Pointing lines
+--

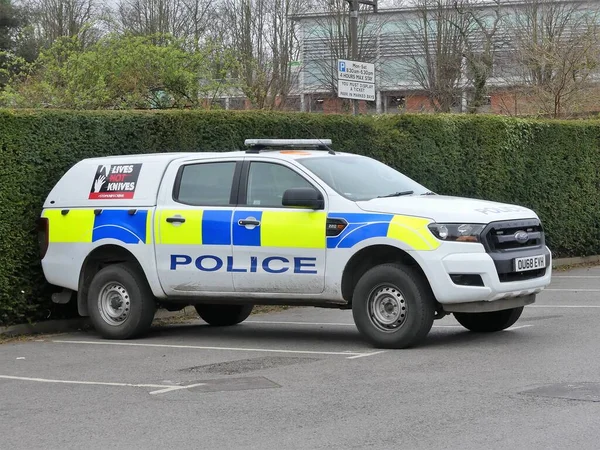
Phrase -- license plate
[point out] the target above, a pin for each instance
(530, 263)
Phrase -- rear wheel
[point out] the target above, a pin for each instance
(392, 306)
(489, 322)
(120, 302)
(224, 315)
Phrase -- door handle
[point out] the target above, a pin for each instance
(244, 222)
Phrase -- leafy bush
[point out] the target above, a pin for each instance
(549, 166)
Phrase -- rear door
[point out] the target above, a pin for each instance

+--

Given problem: Write out all the lines above again, requests included, with every coordinate in the answers moved by -145. Leave the pictures out.

Solution to this exercise:
Phrase -- license plate
[point out] the target above, a pin for each instance
(385, 118)
Phrase -- rear wheel
[point out] the target above, a pin for each instance
(247, 161)
(344, 177)
(-25, 157)
(79, 170)
Phrase -- door handle
[point out] the target above, a pin for each instance
(99, 77)
Phrase -- leafy bush
[point out] the target above, a pin for each instance
(404, 21)
Phrase -- rear door
[point out] the target above, a pin for each instance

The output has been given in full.